— Start Task material —

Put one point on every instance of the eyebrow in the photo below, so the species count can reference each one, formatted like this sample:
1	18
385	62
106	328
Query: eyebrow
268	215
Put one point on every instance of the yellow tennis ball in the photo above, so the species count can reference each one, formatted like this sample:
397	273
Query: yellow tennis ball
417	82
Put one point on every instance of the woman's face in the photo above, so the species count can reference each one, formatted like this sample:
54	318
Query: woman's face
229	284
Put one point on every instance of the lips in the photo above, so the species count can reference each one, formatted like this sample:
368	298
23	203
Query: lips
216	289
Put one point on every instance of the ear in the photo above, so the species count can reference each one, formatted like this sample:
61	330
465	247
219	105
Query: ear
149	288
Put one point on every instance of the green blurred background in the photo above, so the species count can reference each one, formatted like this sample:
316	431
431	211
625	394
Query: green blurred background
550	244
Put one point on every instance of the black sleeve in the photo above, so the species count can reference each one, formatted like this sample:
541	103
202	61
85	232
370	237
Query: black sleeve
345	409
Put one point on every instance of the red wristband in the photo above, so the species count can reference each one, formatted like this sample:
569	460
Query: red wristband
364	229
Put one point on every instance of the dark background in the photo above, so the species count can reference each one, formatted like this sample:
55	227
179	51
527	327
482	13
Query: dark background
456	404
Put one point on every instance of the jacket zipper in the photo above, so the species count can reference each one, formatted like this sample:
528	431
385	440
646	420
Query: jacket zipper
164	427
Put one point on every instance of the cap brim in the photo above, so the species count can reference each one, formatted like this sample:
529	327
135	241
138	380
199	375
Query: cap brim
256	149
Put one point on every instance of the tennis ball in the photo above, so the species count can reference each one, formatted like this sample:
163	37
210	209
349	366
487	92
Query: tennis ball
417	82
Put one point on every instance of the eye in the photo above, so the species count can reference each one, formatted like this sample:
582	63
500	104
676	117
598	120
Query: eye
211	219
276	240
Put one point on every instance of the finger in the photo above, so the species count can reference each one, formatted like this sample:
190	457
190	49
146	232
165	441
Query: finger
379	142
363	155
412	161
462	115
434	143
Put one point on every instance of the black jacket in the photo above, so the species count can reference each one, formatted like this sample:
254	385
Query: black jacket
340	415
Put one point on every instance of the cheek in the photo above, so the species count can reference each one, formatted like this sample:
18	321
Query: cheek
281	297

— End Task material —

Aim of the exercise:
Go through the records above and set each one down exactly, please.

The completed task:
Put one point on every instance of the eyebrow in the photo below, so the species count can reference each one, formatted like this sample:
1	18
385	62
106	328
Query: eyebrow
268	215
Put one point on every instance of the yellow tennis ball in the photo above, so the species count can reference each one, formatted like this sample:
397	273
Query: yellow tennis ball
417	82
Put one point on every instance of the woman's face in the photo above, so the species count can reference each one, formatted like this sample:
54	318
Query: woman's face
229	284
Put one point on every instance of the lips in the photo above, so the species count can reference each one, formatted like this sample:
368	298
23	203
Query: lips
216	289
Put one point on every instance of the ear in the photo above, so the species count can reference each one, formatted like this sample:
61	330
465	247
219	105
Query: ear
149	288
Put one point on every instance of the green blurred background in the photo above, so the species count can reference each one, formatted like this sample:
316	431
431	211
625	394
Query: green blurred background
550	244
Put one point on every instance of the black sleeve in the photo above, so the species count can reference each one, formatted like this sample:
541	103
202	61
85	232
370	237
Query: black sleeve
345	409
Put one point on every instance of the red wristband in the photo above, so the species count can reference each one, formatted like this sample:
569	460
Query: red wristband
364	229
Put one point on every instance of the dark background in the photo above, so the species count can reference each one, formatted like this sample:
55	227
179	51
527	327
482	13
Query: dark background
456	404
Put one point on every instance of the jacket zipper in the photo above, so the species count can reference each one, formatted like this sample:
528	431
385	440
646	420
Query: jacket zipper
164	427
Put one point on every instance of the cap brim in the photo above, so the species count can reference each one, formatted like this sample:
529	327
135	241
138	380
199	375
Query: cap brim
256	149
Put one point on every instance of the tennis ball in the photo above, so the species count can reference each one, formatted like this sample:
163	37
210	209
349	366
487	92
Query: tennis ball
417	82
Put one point on every instance of the eye in the photo above, so the species count can reference each one, formatted like this sample:
582	63
500	104
676	117
598	120
Query: eye
211	219
276	240
Put one point on every instance of the finger in the photo above, so the species count can reference each one, formatted like this sample:
190	457
190	49
146	232
165	441
Query: finger
379	142
363	155
412	161
462	115
434	143
Put one point on every instance of the black jacket in the photo above, so the species count can reference each one, formatted like this sample:
254	385
Query: black jacket
340	415
Put one point on every instance of the cheek in the photo above, so the species count can reference each one, formatted like this sample:
18	321
Query: cheek
281	297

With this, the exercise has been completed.